Excerpted passage.
....
# Smoked Pork Loin



## YelojktBob (Feb 26, 2018)

A few weeks ago I pulled an entire center cut pork loin out of the deep freezer and split it into three even pieces. I then brined them for about a day, seasoned, and vac sealed them. I cooked one right away with tremendous results and froze the other two for a later date. That later date came Saturday. I thawed another one and let it dry in the fridge, then threw it in the smoker for 4 hours of cold smoking. I vac sealed it yet again and placed it in the sous vide tank for a shade over 6 hours at °145. I took it out and dried it well before cast iron pan searing. I was impressed with how well it took the smoke and may even try to see if a longer smoke will penetrate further into the loin. It was an interesting take on ham... basically. After dinner I thought about how great this stuff would be in an eggs benedict. That will be posted sometime I am sure.


----------



## SonnyE (Feb 26, 2018)

Looks great to me Bob!

And in eggs Benedict, Oh Yeah!

I'm confused. I thought once meat was thawed, it was not good to refreeze it?
I am going to do that with some Salmon I'm going to smoke tomorrow, refreeze it.
....
Provided records.
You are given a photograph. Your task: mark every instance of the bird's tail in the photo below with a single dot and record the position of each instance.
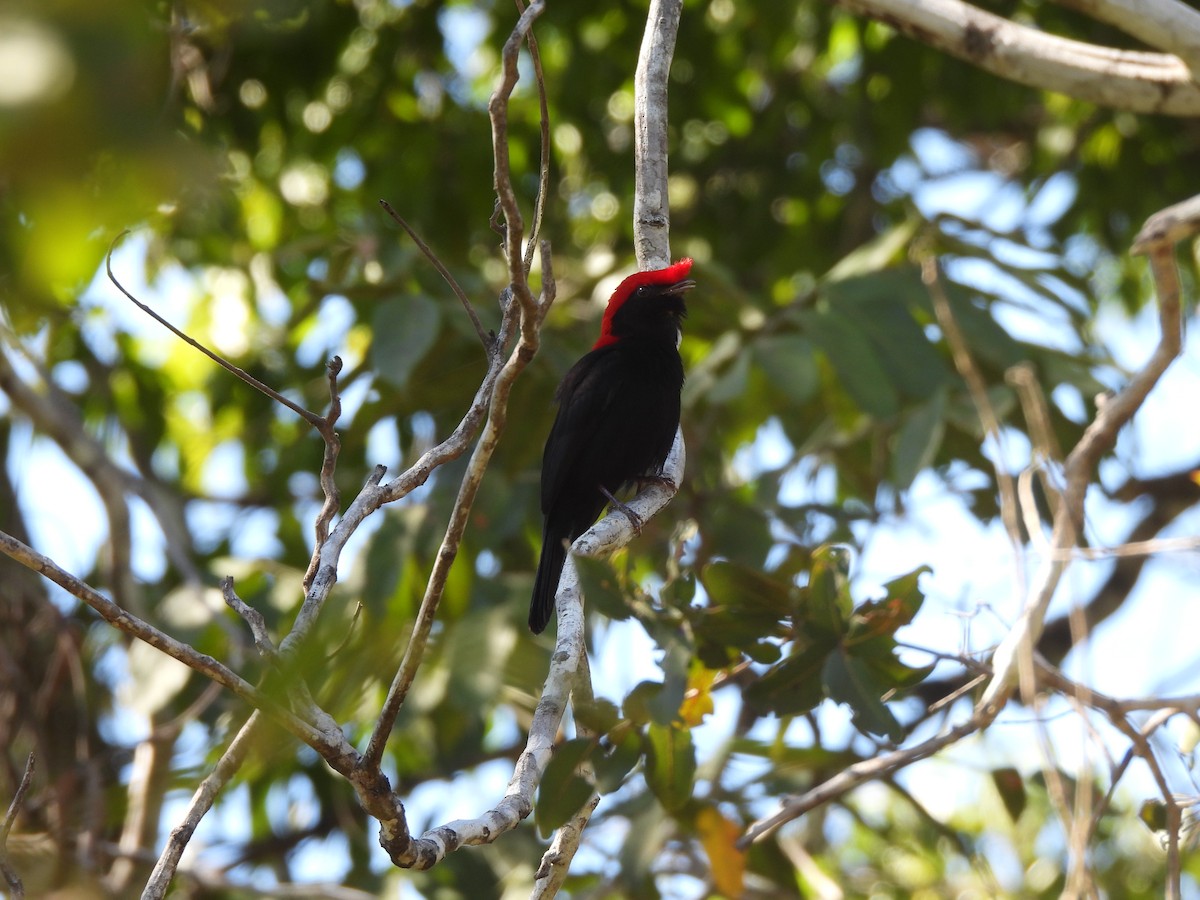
(550, 569)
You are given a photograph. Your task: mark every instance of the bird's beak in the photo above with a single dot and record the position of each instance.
(679, 287)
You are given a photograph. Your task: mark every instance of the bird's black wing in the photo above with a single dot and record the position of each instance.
(586, 401)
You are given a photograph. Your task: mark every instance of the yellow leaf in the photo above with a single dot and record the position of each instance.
(697, 701)
(719, 838)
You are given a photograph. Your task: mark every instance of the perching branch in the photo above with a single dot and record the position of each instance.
(565, 664)
(10, 875)
(522, 318)
(652, 210)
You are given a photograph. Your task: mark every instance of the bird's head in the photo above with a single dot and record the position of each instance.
(647, 304)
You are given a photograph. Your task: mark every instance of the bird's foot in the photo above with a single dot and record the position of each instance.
(634, 519)
(643, 480)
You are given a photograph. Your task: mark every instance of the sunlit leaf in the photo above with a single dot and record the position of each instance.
(719, 838)
(670, 765)
(562, 791)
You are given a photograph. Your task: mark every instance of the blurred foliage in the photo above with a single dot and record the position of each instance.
(246, 147)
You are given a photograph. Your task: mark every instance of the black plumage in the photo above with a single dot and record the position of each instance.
(618, 412)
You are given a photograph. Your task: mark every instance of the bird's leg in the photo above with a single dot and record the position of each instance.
(643, 480)
(634, 519)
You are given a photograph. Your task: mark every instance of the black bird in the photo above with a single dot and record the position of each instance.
(618, 412)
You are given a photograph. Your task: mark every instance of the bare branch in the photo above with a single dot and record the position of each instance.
(202, 802)
(652, 211)
(514, 226)
(181, 652)
(861, 773)
(10, 875)
(1163, 24)
(484, 337)
(539, 208)
(1157, 240)
(315, 420)
(449, 550)
(252, 617)
(328, 468)
(1122, 79)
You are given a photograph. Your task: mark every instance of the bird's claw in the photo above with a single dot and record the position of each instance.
(634, 519)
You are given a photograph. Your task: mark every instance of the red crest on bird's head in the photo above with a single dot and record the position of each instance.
(671, 275)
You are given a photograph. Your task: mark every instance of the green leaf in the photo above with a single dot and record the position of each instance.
(876, 253)
(612, 768)
(789, 361)
(853, 358)
(749, 591)
(664, 707)
(563, 792)
(402, 333)
(827, 604)
(793, 685)
(918, 441)
(1011, 786)
(850, 681)
(670, 765)
(881, 306)
(600, 715)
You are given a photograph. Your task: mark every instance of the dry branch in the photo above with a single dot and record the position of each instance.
(1015, 653)
(1122, 79)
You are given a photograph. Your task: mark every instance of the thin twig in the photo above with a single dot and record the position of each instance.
(252, 617)
(315, 420)
(132, 625)
(507, 198)
(652, 210)
(539, 207)
(202, 802)
(978, 389)
(10, 875)
(487, 340)
(328, 469)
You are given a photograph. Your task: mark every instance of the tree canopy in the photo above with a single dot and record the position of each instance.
(905, 267)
....
Problem 1.
Duplicate the part of the records that opens with the line containing "the dry branch" and closes with the last line of the records, keeping both of those lines and reproducing each line precisely.
Problem 2.
Go on with the smoked pork loin thread from the point where it stops.

Answer 1.
You are given a photograph. Your task: mark every instance of the dry branch in the photo above with a single dot and record the position of each instance.
(1015, 653)
(1122, 79)
You are given a photograph. Your task: mark every instance of the thin twig in the photo above with a single dot and record the position of each instance.
(252, 617)
(315, 420)
(132, 625)
(507, 198)
(652, 210)
(539, 207)
(202, 802)
(978, 389)
(10, 875)
(487, 340)
(328, 469)
You are given a photograph. Your task: mark every instance of the tree canopy in the photo above with a single dot and record the position of each instance.
(905, 267)

Answer 2.
Maybe I just need to update my thinking.


----------



## SmokinAl (Feb 27, 2018)

That looks delicious!
Al


----------



## SmokinGame (Feb 27, 2018)

Looks really nice. Mouth watering!

Reading more about the sous vide method. I may just have to take up something new after seeing those results.


----------



## oddegan (Feb 27, 2018)

Looks Fantastic! What did you smoke that in? 4 hour smoke and the ring looks at least a half inch. That's some serious penetration. Nice!


----------



## Rings Я Us (Feb 27, 2018)

I like that.. looks like extra good stuff for sandwiches. Nice:cool:


----------



## Bearcarver (Feb 27, 2018)

Nice Job, Bob!!:)
Looks Absolutely Beautiful !
Like.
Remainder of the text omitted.